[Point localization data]
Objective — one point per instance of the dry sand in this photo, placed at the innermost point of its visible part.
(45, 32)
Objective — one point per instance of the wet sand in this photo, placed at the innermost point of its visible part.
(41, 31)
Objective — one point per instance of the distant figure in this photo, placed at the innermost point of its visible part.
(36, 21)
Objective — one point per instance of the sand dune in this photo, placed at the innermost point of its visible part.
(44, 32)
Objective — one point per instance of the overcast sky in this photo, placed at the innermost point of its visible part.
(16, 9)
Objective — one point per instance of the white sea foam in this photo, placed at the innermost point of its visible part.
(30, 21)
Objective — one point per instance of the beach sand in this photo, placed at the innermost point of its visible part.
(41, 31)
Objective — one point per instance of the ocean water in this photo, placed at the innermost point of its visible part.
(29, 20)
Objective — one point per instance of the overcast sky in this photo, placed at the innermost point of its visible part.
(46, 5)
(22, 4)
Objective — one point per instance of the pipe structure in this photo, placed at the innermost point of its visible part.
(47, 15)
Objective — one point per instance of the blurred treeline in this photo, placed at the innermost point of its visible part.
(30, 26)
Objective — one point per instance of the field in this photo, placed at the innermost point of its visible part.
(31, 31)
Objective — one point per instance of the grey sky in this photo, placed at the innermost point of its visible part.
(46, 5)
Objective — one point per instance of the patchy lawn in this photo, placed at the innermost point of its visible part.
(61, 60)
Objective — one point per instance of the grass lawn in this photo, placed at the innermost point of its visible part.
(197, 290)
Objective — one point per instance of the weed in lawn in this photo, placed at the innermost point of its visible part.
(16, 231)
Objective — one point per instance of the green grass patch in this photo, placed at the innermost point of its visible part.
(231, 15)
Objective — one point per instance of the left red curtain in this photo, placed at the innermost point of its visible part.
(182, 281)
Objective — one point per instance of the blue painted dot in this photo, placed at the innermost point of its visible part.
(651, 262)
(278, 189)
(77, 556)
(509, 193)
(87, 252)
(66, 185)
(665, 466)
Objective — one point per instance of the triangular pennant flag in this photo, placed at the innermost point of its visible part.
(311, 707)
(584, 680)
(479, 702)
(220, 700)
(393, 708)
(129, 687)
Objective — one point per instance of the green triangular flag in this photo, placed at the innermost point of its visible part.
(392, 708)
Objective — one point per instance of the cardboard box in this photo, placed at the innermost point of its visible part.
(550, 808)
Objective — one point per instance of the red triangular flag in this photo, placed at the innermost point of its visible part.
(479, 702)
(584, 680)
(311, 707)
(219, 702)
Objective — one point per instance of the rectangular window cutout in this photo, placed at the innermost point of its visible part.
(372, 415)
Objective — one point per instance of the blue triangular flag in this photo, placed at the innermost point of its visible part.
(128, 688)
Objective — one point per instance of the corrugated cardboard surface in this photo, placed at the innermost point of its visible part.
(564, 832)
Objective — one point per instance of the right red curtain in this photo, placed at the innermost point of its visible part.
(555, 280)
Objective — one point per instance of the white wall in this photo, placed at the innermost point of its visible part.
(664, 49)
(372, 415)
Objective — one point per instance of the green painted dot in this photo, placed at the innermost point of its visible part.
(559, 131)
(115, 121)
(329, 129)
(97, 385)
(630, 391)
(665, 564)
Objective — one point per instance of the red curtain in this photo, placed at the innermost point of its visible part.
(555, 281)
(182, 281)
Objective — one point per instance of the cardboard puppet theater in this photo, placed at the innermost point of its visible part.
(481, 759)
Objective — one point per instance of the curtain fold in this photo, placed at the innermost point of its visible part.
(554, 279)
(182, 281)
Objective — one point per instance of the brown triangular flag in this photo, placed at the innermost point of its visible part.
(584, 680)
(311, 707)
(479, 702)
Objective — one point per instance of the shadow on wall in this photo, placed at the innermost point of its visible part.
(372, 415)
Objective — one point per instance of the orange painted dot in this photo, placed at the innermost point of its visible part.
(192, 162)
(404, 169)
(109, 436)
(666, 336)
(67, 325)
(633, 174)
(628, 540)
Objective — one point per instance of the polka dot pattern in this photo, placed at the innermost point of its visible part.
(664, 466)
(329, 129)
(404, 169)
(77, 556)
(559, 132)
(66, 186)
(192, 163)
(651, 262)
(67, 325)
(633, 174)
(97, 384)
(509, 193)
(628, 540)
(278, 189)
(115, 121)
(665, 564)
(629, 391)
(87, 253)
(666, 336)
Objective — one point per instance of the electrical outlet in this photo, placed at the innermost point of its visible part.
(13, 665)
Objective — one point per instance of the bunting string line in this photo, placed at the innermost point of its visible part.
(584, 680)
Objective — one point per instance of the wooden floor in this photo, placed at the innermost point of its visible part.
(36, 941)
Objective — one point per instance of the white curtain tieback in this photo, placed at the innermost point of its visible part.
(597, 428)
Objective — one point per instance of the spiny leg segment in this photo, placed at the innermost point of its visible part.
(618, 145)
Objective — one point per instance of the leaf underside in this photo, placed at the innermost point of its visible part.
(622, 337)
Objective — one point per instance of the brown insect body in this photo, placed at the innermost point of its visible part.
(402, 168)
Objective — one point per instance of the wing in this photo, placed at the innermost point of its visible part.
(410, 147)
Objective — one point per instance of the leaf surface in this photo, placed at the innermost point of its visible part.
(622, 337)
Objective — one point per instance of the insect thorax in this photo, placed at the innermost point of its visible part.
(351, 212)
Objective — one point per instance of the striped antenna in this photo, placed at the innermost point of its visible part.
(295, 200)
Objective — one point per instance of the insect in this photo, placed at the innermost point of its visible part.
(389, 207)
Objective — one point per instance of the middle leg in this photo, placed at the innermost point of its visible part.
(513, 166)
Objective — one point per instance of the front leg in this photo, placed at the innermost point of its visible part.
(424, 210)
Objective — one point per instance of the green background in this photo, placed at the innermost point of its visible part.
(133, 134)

Task —
Exactly as written, give the records again.

Expected answer —
Objective — one point per instance of the dry sand in this photo, placed at the innermost point of its visible part.
(45, 32)
Objective — one point per instance of the wet sand in this photo, placed at the innermost point of its visible part.
(41, 31)
Objective — one point per instance of the distant figure in this photo, placed at the innermost point of its visible part.
(36, 21)
Objective — one point per instance of the sand dune in this photo, placed at the innermost point of its visible part.
(44, 32)
Objective — one point per instance of the overcast sky in this photo, placed at the innermost point of its visible part.
(16, 9)
Objective — one point per instance of the white sea foam in this photo, placed at the innermost point of its visible part.
(30, 21)
Objective — one point per instance of the beach sand in this photo, placed at the innermost point of its visible part.
(41, 31)
Objective — one point per instance of the ocean water in this photo, placed at the innermost point of its visible part.
(29, 20)
Objective — one point per instance of the overcast sky in this photo, placed at the innermost point of its visible part.
(46, 5)
(22, 4)
Objective — one point per instance of the pipe structure in this photo, placed at the innermost point of its visible part.
(47, 15)
Objective — one point per instance of the blurred treeline in this photo, placed at the innermost point of its visible part.
(30, 26)
Objective — one point per instance of the field in this photo, placed at the innermost point of its visible part.
(31, 31)
Objective — one point per instance of the grey sky in this photo, placed at the innermost point of its visible part.
(46, 5)
Objective — one point per instance of the patchy lawn in this photo, placed at the innermost point of its visible part.
(61, 60)
Objective — one point per instance of the grass lawn in this photo, placed at the innermost point of its visible part.
(197, 290)
Objective — one point per instance of the weed in lawn in this photo, placed at the innermost point of its visible part.
(16, 231)
Objective — one point per instance of the green grass patch in this photo, placed at the innermost point of its visible part.
(231, 15)
Objective — one point per instance of the left red curtain in this photo, placed at the innermost point of its visible part.
(182, 281)
Objective — one point per instance of the blue painted dot in this photo, placed at the innermost point of its visible part.
(651, 262)
(278, 189)
(77, 556)
(509, 193)
(87, 252)
(66, 185)
(665, 466)
Objective — one point per instance of the triangular pennant flag in this photo, placed at the innermost point of its visible part.
(311, 707)
(584, 680)
(479, 702)
(220, 700)
(393, 708)
(129, 687)
Objective — one point per instance of the green triangular flag in this photo, placed at the innermost point of its visible part.
(392, 708)
Objective — one point per instance of the cardboard box in this photo, placed at the innermost point of its visible part.
(550, 808)
Objective — one point per instance of the red triangular flag in this photo, placed at the innermost point of its visible part.
(479, 702)
(584, 680)
(311, 707)
(219, 702)
Objective — one point per instance of the rectangular window cutout in this photo, placed at the innermost point of its visible part.
(372, 415)
Objective — one point per instance of the blue triangular flag in this photo, placed at the innermost point of its visible part.
(128, 688)
Objective — one point per instance of the corrugated cardboard surface in this photo, placed at the innermost point of its visible part.
(564, 832)
Objective — one point per instance of the right red curtain in this photo, placed at the innermost point of its visible part.
(555, 280)
Objective — one point per instance of the white wall in this photo, placed at the innermost point of its visible part.
(664, 49)
(372, 415)
Objective — one point per instance of the green painted dot in this photo, placed at the innermost point of its visible part.
(559, 131)
(115, 121)
(329, 129)
(97, 385)
(630, 391)
(665, 564)
Objective — one point per instance of the red curtain in this photo, placed at the innermost point of its visible part.
(555, 281)
(182, 281)
Objective — one point per instance of the cardboard puppet theater in this photo, placed at the innermost point of its visible part.
(481, 759)
Objective — one point per instance of the curtain fold in this photo, placed at the innermost point of its visible part.
(554, 279)
(182, 281)
Objective — one point per instance of the brown triangular flag in this photo, placed at the innermost point of its visible part.
(584, 680)
(311, 707)
(479, 702)
Objective — one point per instance of the shadow on wall in this photo, placed at the innermost point of its visible part.
(372, 415)
Objective — one point per instance of the orange painted dot in this photo, placed at the innermost point of its visible part.
(192, 162)
(404, 169)
(109, 436)
(666, 336)
(67, 325)
(633, 174)
(628, 540)
Objective — one point per instance of the polka dot pattern in this photo, placed at the innermost point of its visible part.
(664, 466)
(329, 129)
(404, 169)
(77, 556)
(559, 132)
(66, 186)
(192, 163)
(651, 262)
(67, 325)
(633, 174)
(97, 384)
(509, 193)
(628, 540)
(278, 189)
(115, 121)
(665, 564)
(629, 391)
(87, 253)
(666, 336)
Objective — one point per instance of the electrical outlet in this photo, placed at the innermost point of its visible part.
(13, 665)
Objective — one point per instance of the bunting string line in this photo, placed at the innermost point of its visible part.
(584, 680)
Objective — one point per instance of the wooden floor in this photo, placed at the innermost point of its visible part.
(36, 941)
Objective — one point per instance of the white curtain tieback in this photo, placed at the innermost point of its visible part.
(597, 428)
Objective — one point per instance of the spiny leg segment in this photo, placed at the innermost point of its visible part.
(618, 145)
Objective — one point per instance of the leaf underside in this photo, placed at the innermost point of its visible part.
(622, 337)
Objective — one point per instance of the brown insect body in this photo, placed at the innermost point of its visible part.
(402, 168)
Objective — one point per instance of the wing in this photo, placed at the innermost point of its visible part.
(410, 147)
Objective — one point per instance of the leaf surface in this photo, placed at the innermost point of its visible part.
(622, 337)
Objective — one point per instance of the insect thorax in this photo, placed at the innermost point of its visible part.
(351, 212)
Objective — one point per instance of the striped antenna in this photo, placed at the innermost point of its visible part.
(295, 200)
Objective — one point per instance of the insect in this photo, placed at the innermost point of its visible part.
(389, 207)
Objective — one point per instance of the middle leg in this photo, placed at the innermost point of its visible part.
(513, 166)
Objective — one point per instance of the front leg in this photo, placed at the innermost point of its visible part.
(424, 210)
Objective — one point per instance of the green background in this photo, placed at the innermost point of its visible part.
(133, 134)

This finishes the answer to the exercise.